| TASK REQUIREMENTS |
Every word of the data must be reproduced in your reply exactly.

--- DATASET EXCERPTS ---

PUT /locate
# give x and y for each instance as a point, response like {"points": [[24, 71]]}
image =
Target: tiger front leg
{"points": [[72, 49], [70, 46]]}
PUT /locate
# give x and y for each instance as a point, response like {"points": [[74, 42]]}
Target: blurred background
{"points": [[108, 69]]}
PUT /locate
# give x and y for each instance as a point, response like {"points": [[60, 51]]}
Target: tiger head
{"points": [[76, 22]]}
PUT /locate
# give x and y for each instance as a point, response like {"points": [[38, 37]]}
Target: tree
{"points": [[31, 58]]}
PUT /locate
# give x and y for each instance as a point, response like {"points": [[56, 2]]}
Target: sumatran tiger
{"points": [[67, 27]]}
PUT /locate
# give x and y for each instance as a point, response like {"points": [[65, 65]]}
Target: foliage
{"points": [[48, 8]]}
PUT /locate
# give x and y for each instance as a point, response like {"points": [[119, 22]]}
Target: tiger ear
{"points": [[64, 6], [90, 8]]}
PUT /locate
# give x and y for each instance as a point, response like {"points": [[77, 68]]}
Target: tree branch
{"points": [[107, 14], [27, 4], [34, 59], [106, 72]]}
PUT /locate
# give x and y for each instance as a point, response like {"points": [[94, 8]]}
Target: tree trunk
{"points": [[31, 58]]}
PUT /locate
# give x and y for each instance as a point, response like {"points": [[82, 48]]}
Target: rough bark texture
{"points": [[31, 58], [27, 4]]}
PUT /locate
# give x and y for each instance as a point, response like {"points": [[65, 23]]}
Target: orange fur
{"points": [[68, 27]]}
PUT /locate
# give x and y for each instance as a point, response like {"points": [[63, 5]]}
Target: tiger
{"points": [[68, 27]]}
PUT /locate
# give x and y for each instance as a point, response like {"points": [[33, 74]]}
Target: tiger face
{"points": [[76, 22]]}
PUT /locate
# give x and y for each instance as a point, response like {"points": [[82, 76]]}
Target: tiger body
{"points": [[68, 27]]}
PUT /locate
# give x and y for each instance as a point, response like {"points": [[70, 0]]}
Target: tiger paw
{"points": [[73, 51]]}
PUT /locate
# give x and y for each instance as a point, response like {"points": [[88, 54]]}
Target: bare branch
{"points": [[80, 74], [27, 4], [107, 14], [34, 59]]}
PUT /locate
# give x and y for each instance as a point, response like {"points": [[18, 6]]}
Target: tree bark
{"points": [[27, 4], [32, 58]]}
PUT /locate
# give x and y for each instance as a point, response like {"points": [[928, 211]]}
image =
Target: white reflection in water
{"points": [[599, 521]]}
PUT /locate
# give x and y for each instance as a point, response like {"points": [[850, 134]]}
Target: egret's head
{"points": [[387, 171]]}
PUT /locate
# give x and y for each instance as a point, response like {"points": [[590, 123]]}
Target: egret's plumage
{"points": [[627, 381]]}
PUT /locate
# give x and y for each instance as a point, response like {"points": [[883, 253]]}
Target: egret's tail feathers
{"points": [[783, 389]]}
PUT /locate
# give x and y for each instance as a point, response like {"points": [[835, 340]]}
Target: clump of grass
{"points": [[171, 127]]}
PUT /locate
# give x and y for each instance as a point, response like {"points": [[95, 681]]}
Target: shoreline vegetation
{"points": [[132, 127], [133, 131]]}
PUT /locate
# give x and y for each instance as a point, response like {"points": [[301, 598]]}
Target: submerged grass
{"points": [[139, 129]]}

---

| RESULT |
PUT /locate
# give x and y for each instance as a point, response like {"points": [[24, 71]]}
image =
Target: tiger front leg
{"points": [[72, 49], [70, 46]]}
PUT /locate
# give x and y for each instance as a point, response like {"points": [[74, 42]]}
Target: blurred background
{"points": [[108, 69]]}
PUT /locate
# give x and y for each instance as a point, response like {"points": [[60, 51]]}
Target: tiger head
{"points": [[76, 22]]}
PUT /locate
# give x and y for each instance as a point, response like {"points": [[38, 37]]}
Target: tree
{"points": [[31, 58]]}
PUT /locate
# give x and y for each instance as a point, response like {"points": [[56, 2]]}
Target: sumatran tiger
{"points": [[67, 27]]}
PUT /locate
# give x and y for each instance as a point, response like {"points": [[65, 65]]}
Target: foliage
{"points": [[48, 8]]}
PUT /locate
# give x and y for each instance as a point, response like {"points": [[119, 22]]}
Target: tiger ear
{"points": [[64, 6], [90, 8]]}
PUT /locate
# give x and y for each instance as a point, response like {"points": [[77, 68]]}
Target: tree branch
{"points": [[107, 14], [27, 4], [34, 59], [106, 72]]}
PUT /locate
# give x and y for each instance as a point, response like {"points": [[94, 8]]}
Target: tree trunk
{"points": [[31, 58]]}
PUT /locate
# give x and y for each instance as a point, response like {"points": [[82, 48]]}
Target: rough bark texture
{"points": [[31, 58], [27, 4]]}
PUT /locate
# give x and y for each instance as a point, response like {"points": [[65, 23]]}
Target: orange fur
{"points": [[68, 27]]}
PUT /locate
# give x and y for each instance as a point, response like {"points": [[63, 5]]}
Target: tiger
{"points": [[68, 27]]}
PUT /locate
# give x and y for each instance as a point, response like {"points": [[33, 74]]}
Target: tiger face
{"points": [[76, 22]]}
PUT /locate
# give x and y for each instance as a point, response like {"points": [[82, 76]]}
Target: tiger body
{"points": [[68, 27]]}
PUT /locate
# give x and y for each instance as a point, response like {"points": [[70, 0]]}
Target: tiger paw
{"points": [[73, 51]]}
PUT /locate
# give x and y for each instance as a point, response like {"points": [[88, 54]]}
Target: bare branch
{"points": [[80, 74], [27, 4], [107, 14], [34, 59]]}
PUT /locate
# give x and y for each instance as a point, response like {"points": [[18, 6]]}
Target: tree bark
{"points": [[27, 4], [32, 58]]}
PUT /locate
# give x and y for each instance as a point, response like {"points": [[928, 211]]}
image =
Target: white reflection in water
{"points": [[599, 521]]}
PUT /locate
# give x and y for each instance as a point, response like {"points": [[850, 134]]}
Target: egret's head
{"points": [[387, 171]]}
PUT /locate
# give x and y for each instance as a point, response like {"points": [[590, 123]]}
Target: egret's plumage
{"points": [[627, 381]]}
PUT /locate
# give x and y for each instance as a point, response like {"points": [[883, 253]]}
Target: egret's tail feathers
{"points": [[783, 389]]}
PUT /locate
# give x and y for each instance as a point, response like {"points": [[835, 340]]}
Target: clump of grass
{"points": [[171, 127]]}
PUT /locate
# give x and y for each instance as a point, response like {"points": [[95, 681]]}
Target: shoreline vegetation
{"points": [[132, 127], [133, 131]]}
PUT /locate
# give x and y for each instance as a point, response like {"points": [[301, 598]]}
Target: submerged grass
{"points": [[139, 129]]}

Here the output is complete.